● Goal of the exercise
Give the count of lines in the records below that contain "goes", with no other words.

● Listed records

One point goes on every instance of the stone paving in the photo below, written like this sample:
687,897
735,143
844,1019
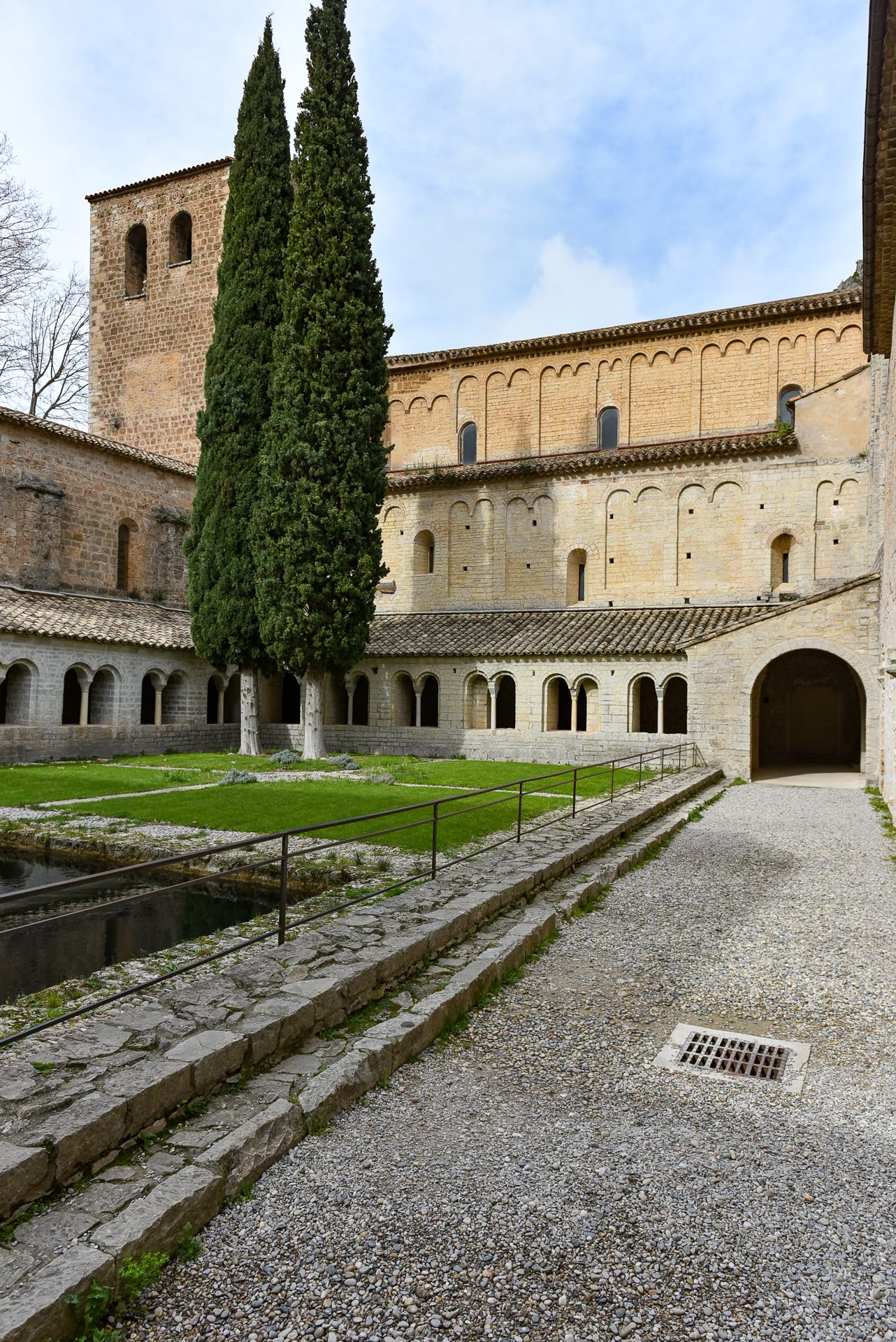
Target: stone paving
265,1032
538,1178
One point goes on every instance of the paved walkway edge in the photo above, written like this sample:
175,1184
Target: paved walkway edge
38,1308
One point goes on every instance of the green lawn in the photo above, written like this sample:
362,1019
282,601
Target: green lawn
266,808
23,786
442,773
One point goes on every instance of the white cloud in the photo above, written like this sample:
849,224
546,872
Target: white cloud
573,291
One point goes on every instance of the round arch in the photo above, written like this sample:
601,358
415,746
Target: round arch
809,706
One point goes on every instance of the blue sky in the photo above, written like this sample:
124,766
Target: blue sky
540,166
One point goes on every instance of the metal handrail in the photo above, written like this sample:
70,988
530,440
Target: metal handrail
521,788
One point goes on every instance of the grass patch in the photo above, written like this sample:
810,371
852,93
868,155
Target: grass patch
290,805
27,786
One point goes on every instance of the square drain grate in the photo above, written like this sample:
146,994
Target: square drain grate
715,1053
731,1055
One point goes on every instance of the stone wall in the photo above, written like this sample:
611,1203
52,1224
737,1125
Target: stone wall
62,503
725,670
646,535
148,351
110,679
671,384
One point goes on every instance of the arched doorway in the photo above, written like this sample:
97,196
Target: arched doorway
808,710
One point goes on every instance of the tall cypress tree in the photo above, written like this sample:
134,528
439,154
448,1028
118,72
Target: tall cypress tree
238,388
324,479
==
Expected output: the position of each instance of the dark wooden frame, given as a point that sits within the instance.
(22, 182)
--
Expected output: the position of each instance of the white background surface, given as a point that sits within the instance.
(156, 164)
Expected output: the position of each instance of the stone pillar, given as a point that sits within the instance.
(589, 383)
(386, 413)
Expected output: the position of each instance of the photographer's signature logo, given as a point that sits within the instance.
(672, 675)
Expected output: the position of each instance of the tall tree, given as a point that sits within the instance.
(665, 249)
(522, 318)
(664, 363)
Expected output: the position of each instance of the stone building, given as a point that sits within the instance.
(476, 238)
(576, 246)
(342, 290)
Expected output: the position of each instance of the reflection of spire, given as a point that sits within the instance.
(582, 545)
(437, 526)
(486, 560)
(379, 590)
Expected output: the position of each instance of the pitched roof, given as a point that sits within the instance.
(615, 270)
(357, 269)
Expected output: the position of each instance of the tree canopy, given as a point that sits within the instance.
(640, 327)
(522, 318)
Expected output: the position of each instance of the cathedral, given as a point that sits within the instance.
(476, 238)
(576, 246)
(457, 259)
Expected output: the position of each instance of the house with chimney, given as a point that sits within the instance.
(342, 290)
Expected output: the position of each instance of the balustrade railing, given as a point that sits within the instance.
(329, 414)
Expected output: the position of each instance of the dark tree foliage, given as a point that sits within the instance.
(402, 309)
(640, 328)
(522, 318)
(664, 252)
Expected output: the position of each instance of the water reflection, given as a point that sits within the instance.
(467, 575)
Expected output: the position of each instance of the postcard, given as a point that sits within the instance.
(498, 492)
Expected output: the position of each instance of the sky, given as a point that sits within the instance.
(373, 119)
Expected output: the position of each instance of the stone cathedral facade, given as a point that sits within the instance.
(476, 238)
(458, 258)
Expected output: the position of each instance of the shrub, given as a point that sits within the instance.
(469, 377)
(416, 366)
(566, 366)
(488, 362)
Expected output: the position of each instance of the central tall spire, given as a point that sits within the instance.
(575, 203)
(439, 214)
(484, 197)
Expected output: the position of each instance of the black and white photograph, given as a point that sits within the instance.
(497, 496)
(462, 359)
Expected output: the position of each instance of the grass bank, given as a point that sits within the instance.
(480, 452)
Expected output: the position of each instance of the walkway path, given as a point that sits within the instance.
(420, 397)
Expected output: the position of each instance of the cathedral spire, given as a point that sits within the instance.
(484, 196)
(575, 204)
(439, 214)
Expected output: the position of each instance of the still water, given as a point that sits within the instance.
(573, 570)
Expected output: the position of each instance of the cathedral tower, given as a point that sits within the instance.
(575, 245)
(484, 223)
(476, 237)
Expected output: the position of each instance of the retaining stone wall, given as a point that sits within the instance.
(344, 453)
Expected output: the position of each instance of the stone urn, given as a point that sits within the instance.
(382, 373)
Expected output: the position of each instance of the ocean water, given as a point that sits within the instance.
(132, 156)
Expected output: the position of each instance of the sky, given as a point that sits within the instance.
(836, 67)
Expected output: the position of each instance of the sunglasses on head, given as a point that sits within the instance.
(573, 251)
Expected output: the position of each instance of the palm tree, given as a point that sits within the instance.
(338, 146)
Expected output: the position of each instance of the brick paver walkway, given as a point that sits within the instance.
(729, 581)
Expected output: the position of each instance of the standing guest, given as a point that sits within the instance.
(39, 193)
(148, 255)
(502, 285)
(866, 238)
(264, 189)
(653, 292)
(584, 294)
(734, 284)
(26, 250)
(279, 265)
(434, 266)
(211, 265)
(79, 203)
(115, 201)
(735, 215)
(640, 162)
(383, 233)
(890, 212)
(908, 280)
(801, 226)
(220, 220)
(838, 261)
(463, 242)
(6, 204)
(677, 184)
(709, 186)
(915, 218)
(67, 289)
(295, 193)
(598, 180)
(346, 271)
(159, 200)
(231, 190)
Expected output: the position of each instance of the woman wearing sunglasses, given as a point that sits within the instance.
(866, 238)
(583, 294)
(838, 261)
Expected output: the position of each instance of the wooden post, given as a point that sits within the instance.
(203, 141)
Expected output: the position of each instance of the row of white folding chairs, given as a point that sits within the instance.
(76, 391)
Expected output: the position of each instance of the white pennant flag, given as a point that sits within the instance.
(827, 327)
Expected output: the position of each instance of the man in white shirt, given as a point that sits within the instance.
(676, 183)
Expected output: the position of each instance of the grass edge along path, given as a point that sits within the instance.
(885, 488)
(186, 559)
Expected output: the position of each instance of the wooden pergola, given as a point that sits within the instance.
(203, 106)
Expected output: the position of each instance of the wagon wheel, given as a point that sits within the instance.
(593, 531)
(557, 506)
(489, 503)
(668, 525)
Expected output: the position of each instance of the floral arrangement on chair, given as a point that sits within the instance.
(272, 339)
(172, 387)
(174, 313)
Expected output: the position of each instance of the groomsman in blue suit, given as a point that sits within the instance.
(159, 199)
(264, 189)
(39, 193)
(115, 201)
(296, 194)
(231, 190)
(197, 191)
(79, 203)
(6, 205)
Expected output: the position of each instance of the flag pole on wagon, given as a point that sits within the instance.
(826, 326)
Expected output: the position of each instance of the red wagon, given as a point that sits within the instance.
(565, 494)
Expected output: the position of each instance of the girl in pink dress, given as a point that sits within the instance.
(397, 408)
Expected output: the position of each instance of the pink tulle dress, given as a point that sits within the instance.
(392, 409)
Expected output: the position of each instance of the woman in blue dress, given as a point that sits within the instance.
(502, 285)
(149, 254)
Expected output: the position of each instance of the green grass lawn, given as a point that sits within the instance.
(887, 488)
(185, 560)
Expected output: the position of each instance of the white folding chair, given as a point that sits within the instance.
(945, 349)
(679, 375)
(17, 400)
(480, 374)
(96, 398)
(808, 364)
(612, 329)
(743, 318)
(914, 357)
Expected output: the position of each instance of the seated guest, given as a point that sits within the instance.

● Written answer
12